### The problem:
For this exercise, retype all the data exactly and exclude every image.

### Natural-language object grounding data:
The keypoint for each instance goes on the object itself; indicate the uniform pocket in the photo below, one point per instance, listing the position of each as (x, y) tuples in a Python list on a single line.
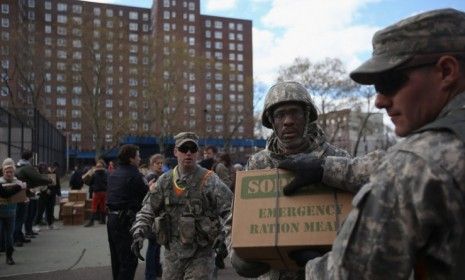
[(344, 235)]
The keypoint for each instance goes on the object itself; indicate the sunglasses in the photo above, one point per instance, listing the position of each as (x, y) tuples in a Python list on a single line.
[(391, 82), (185, 148)]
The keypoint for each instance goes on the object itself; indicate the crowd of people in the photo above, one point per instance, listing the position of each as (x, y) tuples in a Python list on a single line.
[(23, 216), (408, 203)]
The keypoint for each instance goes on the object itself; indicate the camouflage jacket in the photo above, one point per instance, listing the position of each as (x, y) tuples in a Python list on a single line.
[(408, 213), (212, 201), (270, 158)]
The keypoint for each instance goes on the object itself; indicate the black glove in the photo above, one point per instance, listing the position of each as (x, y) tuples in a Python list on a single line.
[(301, 257), (221, 252), (137, 244), (248, 269), (307, 171)]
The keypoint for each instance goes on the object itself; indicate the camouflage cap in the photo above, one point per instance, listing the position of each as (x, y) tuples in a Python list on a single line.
[(433, 32), (184, 137)]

### Solution to this exercise:
The keypoint for each instance goes on the object itself; indicate the uniform pocket in the photo below, one point per instance, listing the position of each as (x, y) tuples in a Python list on a single line.
[(344, 235)]
The keypoint for each instance goes on the object itself; indicate the sunglasses in the photo above, one point per instance, listing the position of each as (x, y) tuples in a Python list on a single line.
[(391, 82), (185, 148)]
The keypoint for each instance goes on the object itself; indicate the crowd of people in the photo above, one point per instance, listing the position of each as (x, y) tuples in a Python list on a single line.
[(23, 216), (408, 203)]
The keypoint for each instance goes on the object itself; indicate the camouflage jacket in the photo above, one point per instance, listing the position of each as (x, y) tuples in a Python list on a single line.
[(408, 213), (212, 201), (270, 158)]
The keypoint for each instance goes on the object itself; indicate the black glove in the photo above, one point per instance, listing the position of each as (x, y) tuples in a Python list on a single line.
[(301, 257), (221, 252), (137, 244), (248, 269), (307, 171)]
The keypoint for each instance goes on the object itself; indicate the camouflage cap in the photo above, one point per instance, listing the position of each as (x, y) tuples in a Python list on a single line.
[(433, 32), (184, 137)]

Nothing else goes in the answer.